GIVEN ENTRIES:
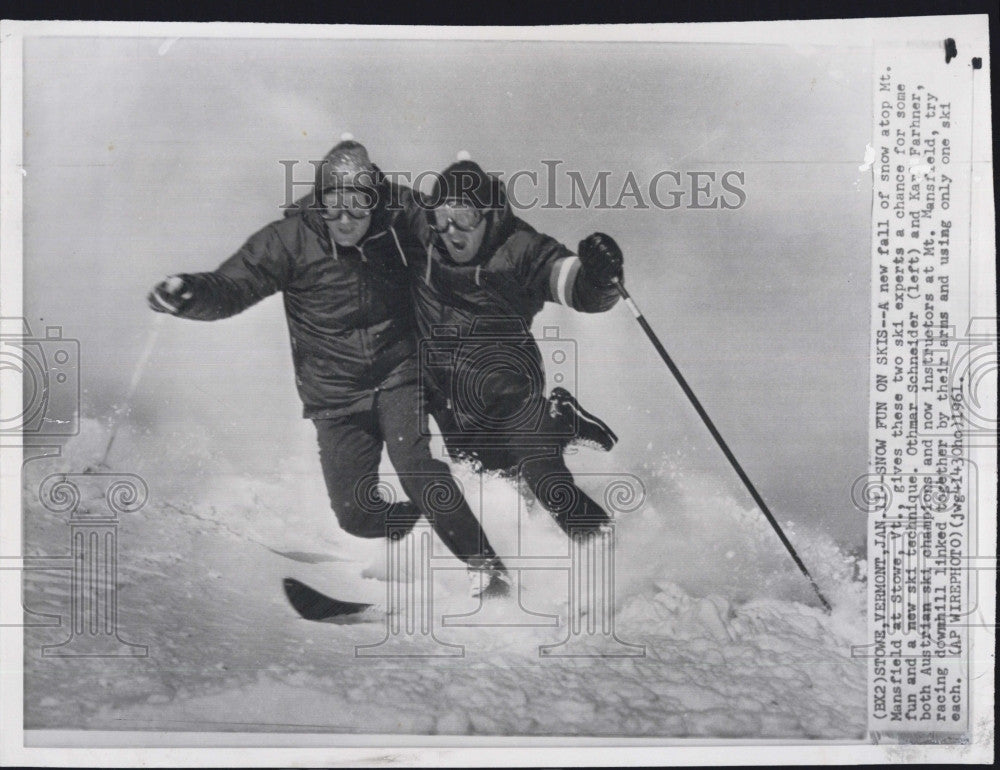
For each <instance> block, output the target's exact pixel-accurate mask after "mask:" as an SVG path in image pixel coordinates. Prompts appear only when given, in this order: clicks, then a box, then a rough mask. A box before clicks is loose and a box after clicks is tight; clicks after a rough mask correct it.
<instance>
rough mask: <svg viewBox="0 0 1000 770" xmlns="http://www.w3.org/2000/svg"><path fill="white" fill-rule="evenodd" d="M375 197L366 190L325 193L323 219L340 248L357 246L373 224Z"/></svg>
mask: <svg viewBox="0 0 1000 770" xmlns="http://www.w3.org/2000/svg"><path fill="white" fill-rule="evenodd" d="M373 202H374V201H373V195H372V194H371V193H368V192H366V191H364V190H353V189H343V190H328V191H327V192H325V193H323V206H324V207H325V211H324V212H323V219H325V220H326V225H327V229H328V230H329V231H330V237H331V238H333V242H334V243H336V244H337V245H338V246H357V245H358V243H359V242H360V241H361V239H362V238H364V237H365V233H367V232H368V228H369V227H370V226H371V222H372V212H371V205H372V203H373Z"/></svg>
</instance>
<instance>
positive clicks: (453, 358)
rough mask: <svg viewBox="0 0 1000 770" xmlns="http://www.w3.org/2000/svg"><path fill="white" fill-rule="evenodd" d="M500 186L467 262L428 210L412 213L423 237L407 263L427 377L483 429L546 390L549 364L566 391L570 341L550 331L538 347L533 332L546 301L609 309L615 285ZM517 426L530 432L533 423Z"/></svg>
mask: <svg viewBox="0 0 1000 770" xmlns="http://www.w3.org/2000/svg"><path fill="white" fill-rule="evenodd" d="M498 187H499V190H500V195H501V200H502V209H498V210H496V211H494V212H492V213H489V214H488V215H487V216H488V217H489V222H488V224H487V231H486V234H485V237H484V238H483V243H482V246H481V247H480V249H479V253H478V255H477V256H476V259H475V260H474V261H473V262H472V263H469V264H466V265H459V264H456V263H455V262H453V261H452V260H451V259H450V257H449V256H448V252H447V249H446V248H445V245H444V242H443V241H442V239H441V237H440V236H438V235H437V234H436V233H434V232H433V231H432V230H431V229H430V227H429V222H428V219H427V217H426V216H424V217H422V218H420V219H415V220H414V221H415V222H417V223H419V224H418V226H421V228H422V229H421V231H420V237H421V240H422V241H423V242H424V243H425V244H426V250H425V252H424V254H423V255H422V257H421V258H420V261H419V262H418V263H414V267H415V268H416V270H417V272H419V274H420V275H419V276H418V277H417V278H416V280H415V281H414V301H415V305H416V307H415V309H416V315H417V325H418V327H419V329H420V335H421V340H422V341H421V368H422V371H423V373H424V382H425V384H428V385H430V387H431V388H432V391H436V392H437V395H438V396H439V397H443V399H445V400H447V401H448V402H449V403H448V405H447V406H448V407H449V408H450V410H451V411H452V412H454V415H455V416H456V417H457V418H458V425H459V426H466V427H468V426H472V427H473V428H479V429H481V430H484V431H489V430H490V429H491V427H492V428H499V429H501V430H503V429H506V428H505V427H504V426H506V425H507V424H506V423H504V421H503V420H502V419H499V418H502V417H503V416H504V415H510V414H514V413H515V412H522V411H523V410H524V407H525V405H526V404H529V403H531V402H533V401H534V402H538V400H539V399H540V398H544V396H545V394H544V393H543V391H544V388H545V370H546V368H548V369H549V370H550V372H553V371H555V373H556V374H559V375H563V376H565V377H567V378H569V379H566V380H565V381H563V384H564V386H566V387H569V388H570V389H571V390H572V385H573V383H572V382H571V379H572V378H573V376H574V375H575V367H576V361H575V358H573V356H574V354H575V346H574V345H573V343H572V341H568V340H560V339H558V335H549V334H548V330H547V333H546V335H545V337H546V338H545V339H543V340H542V348H544V350H545V355H543V354H542V350H541V349H540V348H539V343H538V342H537V341H536V340H535V338H534V336H533V335H532V333H531V323H532V321H533V320H534V318H535V316H536V315H537V314H538V312H539V311H540V310H541V309H542V306H543V305H544V304H545V303H546V302H558V303H560V304H563V305H567V306H569V307H572V308H574V309H575V310H579V311H582V312H585V313H598V312H603V311H606V310H609V309H610V308H612V307H614V305H615V303H616V302H617V301H618V297H619V295H618V292H617V291H616V290H615V289H614V288H613V287H612V288H601V287H598V286H596V285H595V284H594V283H592V282H591V280H590V278H589V277H588V276H587V274H586V271H585V270H584V269H583V267H582V265H581V263H580V260H579V258H578V257H576V255H575V254H574V253H573V252H572V251H570V250H569V249H568V248H566V247H565V246H564V245H562V244H561V243H559V242H558V241H556V240H555V239H554V238H552V237H550V236H548V235H544V234H542V233H539V232H537V231H536V230H535V229H534V228H532V227H531V225H529V224H528V223H527V222H525V221H523V220H522V219H519V218H518V217H516V216H514V214H513V212H512V211H511V208H510V203H509V201H508V200H507V198H506V194H505V191H504V188H503V185H502V184H499V183H498ZM450 350H453V351H455V352H454V354H449V353H448V351H450ZM563 356H565V358H563ZM556 370H557V371H556ZM563 370H565V371H563ZM555 379H556V381H560V377H556V378H555ZM525 414H526V416H527V413H525ZM494 418H497V419H494ZM439 422H440V420H439ZM528 422H529V423H530V422H531V419H530V416H529V420H528ZM521 430H524V431H528V432H530V430H532V426H531V425H530V424H526V425H524V426H523V427H522V428H518V431H521Z"/></svg>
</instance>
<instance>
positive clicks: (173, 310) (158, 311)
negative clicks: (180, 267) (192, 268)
mask: <svg viewBox="0 0 1000 770" xmlns="http://www.w3.org/2000/svg"><path fill="white" fill-rule="evenodd" d="M193 296H194V292H193V291H192V290H191V288H190V287H189V286H187V284H186V283H185V281H184V279H183V278H182V277H181V276H179V275H171V276H168V277H167V278H164V279H163V280H162V281H160V282H159V283H158V284H156V286H154V287H153V290H152V291H151V292H149V294H147V295H146V303H147V304H148V305H149V307H150V308H151V309H152V310H154V311H156V312H157V313H170V315H177V314H178V313H180V312H181V311H182V310H183V309H184V308H185V307H186V306H187V304H188V302H190V301H191V297H193Z"/></svg>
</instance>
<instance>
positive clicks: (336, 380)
mask: <svg viewBox="0 0 1000 770" xmlns="http://www.w3.org/2000/svg"><path fill="white" fill-rule="evenodd" d="M412 196H413V194H412V192H411V191H410V190H409V189H408V188H405V187H401V186H395V185H389V184H388V183H383V184H382V186H381V187H380V189H379V195H378V206H377V208H376V209H375V211H373V213H372V221H371V225H370V227H369V230H368V233H367V234H366V236H365V238H364V239H363V240H362V241H361V242H360V243H359V244H358V245H357V246H356V247H352V248H344V247H342V246H341V247H338V246H337V245H336V244H335V243H334V242H333V241H332V239H331V238H330V236H329V233H328V230H327V225H326V222H325V221H324V220H323V218H322V217H321V216H320V213H319V211H318V210H317V209H315V208H311V207H310V206H309V205H308V204H309V203H311V202H312V195H311V194H310V195H309V196H307V197H306V198H304V199H303V200H302V201H300V202H298V203H297V204H296V205H295V207H294V208H292V209H289V210H287V211H286V213H285V217H284V219H281V220H279V221H276V222H272V223H270V224H269V225H267V226H266V227H264V228H263V229H262V230H260V231H259V232H257V233H255V234H254V235H252V236H251V237H250V239H249V240H248V241H247V242H246V243H245V244H244V245H243V247H242V248H241V249H240V250H239V251H237V252H236V253H235V254H233V256H231V257H230V258H229V259H227V260H226V261H225V262H223V263H222V265H220V266H219V267H218V268H217V269H216V270H214V271H212V272H206V273H193V274H184V275H183V276H182V277H183V278H184V280H185V282H186V283H187V285H188V286H190V287H191V288H192V289H193V297H192V299H191V300H190V301H189V302H188V303H187V304H186V305H185V306H184V307H183V308H182V309H181V312H180V313H179V315H182V316H184V317H186V318H193V319H197V320H202V321H214V320H216V319H220V318H227V317H229V316H232V315H235V314H236V313H239V312H241V311H243V310H245V309H246V308H248V307H250V306H251V305H253V304H255V303H257V302H260V300H262V299H264V298H265V297H267V296H269V295H271V294H274V293H275V292H279V291H280V292H282V294H283V295H284V303H285V317H286V319H287V321H288V330H289V335H290V337H291V344H292V358H293V362H294V366H295V382H296V385H297V386H298V391H299V396H300V397H301V398H302V403H303V405H304V409H303V413H304V416H306V417H311V418H325V417H338V416H341V415H344V414H350V413H354V412H359V411H364V410H366V409H368V408H370V407H371V404H372V400H373V398H374V394H375V393H376V392H377V391H379V390H386V389H389V388H393V387H397V386H399V385H401V384H404V383H407V382H413V381H415V380H416V379H417V375H418V370H417V363H416V355H415V353H416V336H415V328H414V322H413V305H412V293H411V289H410V276H411V272H410V265H412V264H413V262H414V260H420V259H421V258H422V255H423V253H424V247H423V245H422V243H421V242H420V241H419V240H418V239H417V237H416V235H415V234H414V228H413V227H412V226H411V225H409V224H408V223H407V217H408V216H413V214H414V212H415V211H416V210H417V209H416V207H415V206H414V205H413V201H412Z"/></svg>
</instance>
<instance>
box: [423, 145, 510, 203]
mask: <svg viewBox="0 0 1000 770" xmlns="http://www.w3.org/2000/svg"><path fill="white" fill-rule="evenodd" d="M462 155H465V153H462V154H461V155H460V156H459V157H462ZM430 200H431V203H432V204H433V205H435V206H439V205H441V204H442V203H444V202H445V201H449V200H451V201H464V202H466V203H471V204H472V205H473V206H475V207H476V208H480V209H494V208H503V206H504V194H503V185H501V184H500V180H499V179H497V178H496V177H495V176H492V175H490V174H487V173H486V172H485V171H483V169H482V168H481V167H480V166H479V164H478V163H476V162H475V161H473V160H469V159H468V157H464V158H462V159H461V160H459V161H457V162H456V163H452V164H451V165H450V166H448V168H446V169H445V170H444V171H443V172H442V173H441V174H439V175H438V176H437V178H436V179H435V180H434V187H433V189H432V191H431V196H430Z"/></svg>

WHAT THE TASK ASKS: Pull out each line of the records above that contains the string "rough". Matching is case-sensitive.

OUTPUT:
For each <instance> block, output the target's exact pixel-accurate mask after "mask:" as an SVG path in image pixel coordinates. Prompts appear only when given, in this order: clicks, then a box, then a rough mask. A box before clicks is loose and a box after clicks is tight; clicks after a rough mask correct it.
rough mask: <svg viewBox="0 0 1000 770" xmlns="http://www.w3.org/2000/svg"><path fill="white" fill-rule="evenodd" d="M375 197L366 190L325 193L323 219L340 248L357 246L373 224Z"/></svg>
rough mask: <svg viewBox="0 0 1000 770" xmlns="http://www.w3.org/2000/svg"><path fill="white" fill-rule="evenodd" d="M500 186L467 262L428 210L412 213L423 237L407 263L427 377L483 429L546 390L549 364L566 391L570 341L550 331L538 347L533 332L546 301L609 309L615 285ZM517 426L530 432L533 423Z"/></svg>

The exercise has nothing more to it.